> **OBJECTIVE**: Pick out each line of the data below in which the string "long" occurs, and reproduce those lines in full. Matching is case-sensitive.

> **ENTRIES SUPPLIED**:

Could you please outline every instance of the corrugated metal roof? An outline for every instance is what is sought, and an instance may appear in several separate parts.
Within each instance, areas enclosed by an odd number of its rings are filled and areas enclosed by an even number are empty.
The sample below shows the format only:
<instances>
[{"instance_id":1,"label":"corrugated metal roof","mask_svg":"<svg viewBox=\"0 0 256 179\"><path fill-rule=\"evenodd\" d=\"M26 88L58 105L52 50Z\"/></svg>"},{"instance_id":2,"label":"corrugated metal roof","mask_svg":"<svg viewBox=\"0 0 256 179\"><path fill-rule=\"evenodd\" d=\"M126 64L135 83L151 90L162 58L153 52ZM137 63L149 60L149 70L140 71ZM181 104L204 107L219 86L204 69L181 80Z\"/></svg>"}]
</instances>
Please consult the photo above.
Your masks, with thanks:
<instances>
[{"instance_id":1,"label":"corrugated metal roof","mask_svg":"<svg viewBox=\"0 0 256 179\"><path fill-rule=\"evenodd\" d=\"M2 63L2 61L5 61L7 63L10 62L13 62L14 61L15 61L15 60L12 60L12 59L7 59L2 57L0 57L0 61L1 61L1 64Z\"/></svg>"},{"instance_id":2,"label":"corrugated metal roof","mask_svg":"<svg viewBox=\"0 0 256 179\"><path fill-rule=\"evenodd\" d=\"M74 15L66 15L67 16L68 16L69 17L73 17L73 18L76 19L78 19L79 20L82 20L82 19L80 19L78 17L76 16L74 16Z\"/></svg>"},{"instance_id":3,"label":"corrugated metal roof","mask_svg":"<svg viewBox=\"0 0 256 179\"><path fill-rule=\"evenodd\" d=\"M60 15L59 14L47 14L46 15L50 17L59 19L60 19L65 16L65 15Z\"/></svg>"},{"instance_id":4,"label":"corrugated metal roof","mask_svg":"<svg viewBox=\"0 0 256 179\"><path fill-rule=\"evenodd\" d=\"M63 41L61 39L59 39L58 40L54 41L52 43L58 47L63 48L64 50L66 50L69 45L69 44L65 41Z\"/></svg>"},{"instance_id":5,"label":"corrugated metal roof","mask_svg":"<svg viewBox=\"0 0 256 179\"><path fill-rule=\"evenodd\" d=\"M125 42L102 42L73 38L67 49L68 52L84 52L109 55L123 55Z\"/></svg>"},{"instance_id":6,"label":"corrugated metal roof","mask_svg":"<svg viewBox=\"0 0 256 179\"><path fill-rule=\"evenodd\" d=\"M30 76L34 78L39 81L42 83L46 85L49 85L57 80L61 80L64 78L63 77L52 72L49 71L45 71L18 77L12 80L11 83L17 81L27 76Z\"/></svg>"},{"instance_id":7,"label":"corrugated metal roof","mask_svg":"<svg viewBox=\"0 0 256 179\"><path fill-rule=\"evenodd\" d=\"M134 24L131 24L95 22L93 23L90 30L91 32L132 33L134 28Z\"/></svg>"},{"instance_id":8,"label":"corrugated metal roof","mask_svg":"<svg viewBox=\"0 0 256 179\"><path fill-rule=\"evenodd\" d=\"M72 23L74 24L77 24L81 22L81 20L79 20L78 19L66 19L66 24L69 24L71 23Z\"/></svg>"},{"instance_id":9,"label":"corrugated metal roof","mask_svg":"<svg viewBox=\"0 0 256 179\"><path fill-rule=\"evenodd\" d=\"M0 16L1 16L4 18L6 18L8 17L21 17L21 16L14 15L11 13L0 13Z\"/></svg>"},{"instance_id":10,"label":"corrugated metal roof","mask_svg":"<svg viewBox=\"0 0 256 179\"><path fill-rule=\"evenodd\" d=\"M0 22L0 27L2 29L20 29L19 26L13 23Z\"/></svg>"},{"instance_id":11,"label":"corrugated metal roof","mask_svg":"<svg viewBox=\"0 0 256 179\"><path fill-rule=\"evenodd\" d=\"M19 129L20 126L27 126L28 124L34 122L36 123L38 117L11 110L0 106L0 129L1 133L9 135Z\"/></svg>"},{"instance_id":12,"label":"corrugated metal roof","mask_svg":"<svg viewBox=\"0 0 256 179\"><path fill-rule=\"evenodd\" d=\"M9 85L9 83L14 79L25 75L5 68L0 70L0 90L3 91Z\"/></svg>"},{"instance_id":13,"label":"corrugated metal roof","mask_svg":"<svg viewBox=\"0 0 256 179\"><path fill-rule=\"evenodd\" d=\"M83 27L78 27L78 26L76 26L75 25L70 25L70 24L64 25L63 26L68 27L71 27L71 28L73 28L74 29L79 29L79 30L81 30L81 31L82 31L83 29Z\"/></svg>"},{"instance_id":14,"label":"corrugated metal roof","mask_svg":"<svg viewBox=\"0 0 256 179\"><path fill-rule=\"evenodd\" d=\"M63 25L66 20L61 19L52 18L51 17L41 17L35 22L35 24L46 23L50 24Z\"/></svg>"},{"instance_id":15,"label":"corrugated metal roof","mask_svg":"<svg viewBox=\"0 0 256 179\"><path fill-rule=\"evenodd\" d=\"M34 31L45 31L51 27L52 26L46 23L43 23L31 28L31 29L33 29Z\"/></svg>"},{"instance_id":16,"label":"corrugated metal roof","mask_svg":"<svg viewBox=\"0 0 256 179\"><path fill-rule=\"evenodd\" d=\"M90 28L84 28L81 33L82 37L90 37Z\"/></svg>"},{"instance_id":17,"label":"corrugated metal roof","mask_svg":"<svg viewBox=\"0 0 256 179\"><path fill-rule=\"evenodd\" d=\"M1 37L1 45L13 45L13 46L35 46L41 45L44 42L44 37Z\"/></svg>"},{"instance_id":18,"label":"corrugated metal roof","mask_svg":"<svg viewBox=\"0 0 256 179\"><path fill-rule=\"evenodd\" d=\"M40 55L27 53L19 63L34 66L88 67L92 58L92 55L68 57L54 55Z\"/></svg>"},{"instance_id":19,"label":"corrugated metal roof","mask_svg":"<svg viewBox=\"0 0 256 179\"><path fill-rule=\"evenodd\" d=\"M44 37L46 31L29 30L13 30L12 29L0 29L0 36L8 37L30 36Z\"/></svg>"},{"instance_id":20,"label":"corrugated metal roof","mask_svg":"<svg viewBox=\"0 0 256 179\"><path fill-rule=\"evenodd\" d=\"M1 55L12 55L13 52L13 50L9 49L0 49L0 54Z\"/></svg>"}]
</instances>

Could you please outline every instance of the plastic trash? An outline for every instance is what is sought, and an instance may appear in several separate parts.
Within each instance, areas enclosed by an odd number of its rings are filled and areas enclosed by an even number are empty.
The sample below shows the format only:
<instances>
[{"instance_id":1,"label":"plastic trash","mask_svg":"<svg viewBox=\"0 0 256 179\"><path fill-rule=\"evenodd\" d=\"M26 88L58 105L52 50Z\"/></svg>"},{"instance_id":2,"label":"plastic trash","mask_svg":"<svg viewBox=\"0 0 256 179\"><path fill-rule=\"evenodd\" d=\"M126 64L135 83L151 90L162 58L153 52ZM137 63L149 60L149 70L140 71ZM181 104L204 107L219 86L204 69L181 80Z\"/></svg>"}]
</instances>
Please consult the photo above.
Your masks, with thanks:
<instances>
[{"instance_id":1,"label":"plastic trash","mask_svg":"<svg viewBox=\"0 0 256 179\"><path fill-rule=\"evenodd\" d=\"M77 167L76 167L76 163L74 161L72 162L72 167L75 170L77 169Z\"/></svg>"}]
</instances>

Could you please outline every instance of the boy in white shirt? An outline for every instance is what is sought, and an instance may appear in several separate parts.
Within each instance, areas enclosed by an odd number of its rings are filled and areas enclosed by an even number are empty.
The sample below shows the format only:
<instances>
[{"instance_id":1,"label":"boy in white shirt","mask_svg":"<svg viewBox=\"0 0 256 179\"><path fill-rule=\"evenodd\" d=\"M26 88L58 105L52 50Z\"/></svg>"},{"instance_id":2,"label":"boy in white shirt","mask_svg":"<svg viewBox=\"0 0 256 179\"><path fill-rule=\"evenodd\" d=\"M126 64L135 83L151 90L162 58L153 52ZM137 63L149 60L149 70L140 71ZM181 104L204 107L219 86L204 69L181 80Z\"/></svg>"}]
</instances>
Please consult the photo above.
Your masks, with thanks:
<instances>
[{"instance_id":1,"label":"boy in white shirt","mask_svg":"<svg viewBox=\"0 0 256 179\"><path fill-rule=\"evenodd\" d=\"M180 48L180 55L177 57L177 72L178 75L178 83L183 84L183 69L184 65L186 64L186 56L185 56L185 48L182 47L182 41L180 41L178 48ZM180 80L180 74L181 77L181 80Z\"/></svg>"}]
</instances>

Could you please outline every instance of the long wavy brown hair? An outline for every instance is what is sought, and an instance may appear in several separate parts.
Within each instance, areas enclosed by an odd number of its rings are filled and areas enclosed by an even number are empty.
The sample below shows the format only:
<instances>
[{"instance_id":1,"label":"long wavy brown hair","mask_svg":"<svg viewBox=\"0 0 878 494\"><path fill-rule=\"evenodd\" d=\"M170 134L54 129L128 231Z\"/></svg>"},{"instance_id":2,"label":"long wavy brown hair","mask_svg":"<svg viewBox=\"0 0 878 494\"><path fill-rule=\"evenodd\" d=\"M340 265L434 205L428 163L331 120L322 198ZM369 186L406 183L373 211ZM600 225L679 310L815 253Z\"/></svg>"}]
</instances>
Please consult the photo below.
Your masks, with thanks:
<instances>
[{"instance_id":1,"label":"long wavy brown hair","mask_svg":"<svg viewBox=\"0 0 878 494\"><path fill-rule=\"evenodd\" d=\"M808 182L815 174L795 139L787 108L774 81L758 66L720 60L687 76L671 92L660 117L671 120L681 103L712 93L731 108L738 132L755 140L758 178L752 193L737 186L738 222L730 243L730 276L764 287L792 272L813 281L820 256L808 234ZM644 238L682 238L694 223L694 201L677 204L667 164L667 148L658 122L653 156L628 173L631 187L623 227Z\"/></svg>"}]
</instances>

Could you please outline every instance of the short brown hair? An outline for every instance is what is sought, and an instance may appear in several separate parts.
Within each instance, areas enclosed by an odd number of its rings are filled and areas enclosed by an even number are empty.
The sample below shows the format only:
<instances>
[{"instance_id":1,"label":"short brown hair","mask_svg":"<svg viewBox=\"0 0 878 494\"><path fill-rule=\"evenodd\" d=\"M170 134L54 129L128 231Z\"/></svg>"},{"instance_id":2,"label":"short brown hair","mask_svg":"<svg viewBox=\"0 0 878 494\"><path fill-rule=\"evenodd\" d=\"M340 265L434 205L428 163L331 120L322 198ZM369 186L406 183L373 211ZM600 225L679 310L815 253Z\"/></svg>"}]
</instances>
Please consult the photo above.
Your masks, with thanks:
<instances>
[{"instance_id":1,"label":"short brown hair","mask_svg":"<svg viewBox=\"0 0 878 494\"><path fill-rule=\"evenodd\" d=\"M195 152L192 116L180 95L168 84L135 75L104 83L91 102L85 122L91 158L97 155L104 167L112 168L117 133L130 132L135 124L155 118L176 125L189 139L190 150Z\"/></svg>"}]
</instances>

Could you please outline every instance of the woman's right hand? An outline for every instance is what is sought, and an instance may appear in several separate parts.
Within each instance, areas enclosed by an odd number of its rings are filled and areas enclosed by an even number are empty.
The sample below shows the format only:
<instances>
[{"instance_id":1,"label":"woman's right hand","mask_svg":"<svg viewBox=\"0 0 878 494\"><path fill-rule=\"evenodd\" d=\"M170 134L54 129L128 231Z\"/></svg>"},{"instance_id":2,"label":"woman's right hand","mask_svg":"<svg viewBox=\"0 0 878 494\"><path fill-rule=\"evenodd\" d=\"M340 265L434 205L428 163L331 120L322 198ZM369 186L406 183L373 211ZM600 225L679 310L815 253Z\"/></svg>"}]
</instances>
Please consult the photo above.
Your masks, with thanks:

> **ANSWER TO THE TASK**:
Could you please outline every instance of the long wavy brown hair? An outline for every instance is what is sought, and an instance may appear in several separate parts.
[{"instance_id":1,"label":"long wavy brown hair","mask_svg":"<svg viewBox=\"0 0 878 494\"><path fill-rule=\"evenodd\" d=\"M170 134L54 129L128 231Z\"/></svg>"},{"instance_id":2,"label":"long wavy brown hair","mask_svg":"<svg viewBox=\"0 0 878 494\"><path fill-rule=\"evenodd\" d=\"M340 265L434 205L428 163L331 120L322 198ZM369 186L406 183L373 211ZM600 225L679 310L815 253Z\"/></svg>"}]
[{"instance_id":1,"label":"long wavy brown hair","mask_svg":"<svg viewBox=\"0 0 878 494\"><path fill-rule=\"evenodd\" d=\"M808 182L815 174L795 139L787 108L774 81L758 66L720 60L687 76L671 92L660 117L671 120L681 103L712 93L731 108L738 132L755 140L758 178L752 193L737 186L738 222L730 243L730 276L764 287L792 272L813 281L820 256L808 234ZM644 238L682 238L694 223L694 201L677 204L667 164L667 148L658 122L653 156L628 173L631 187L623 227Z\"/></svg>"}]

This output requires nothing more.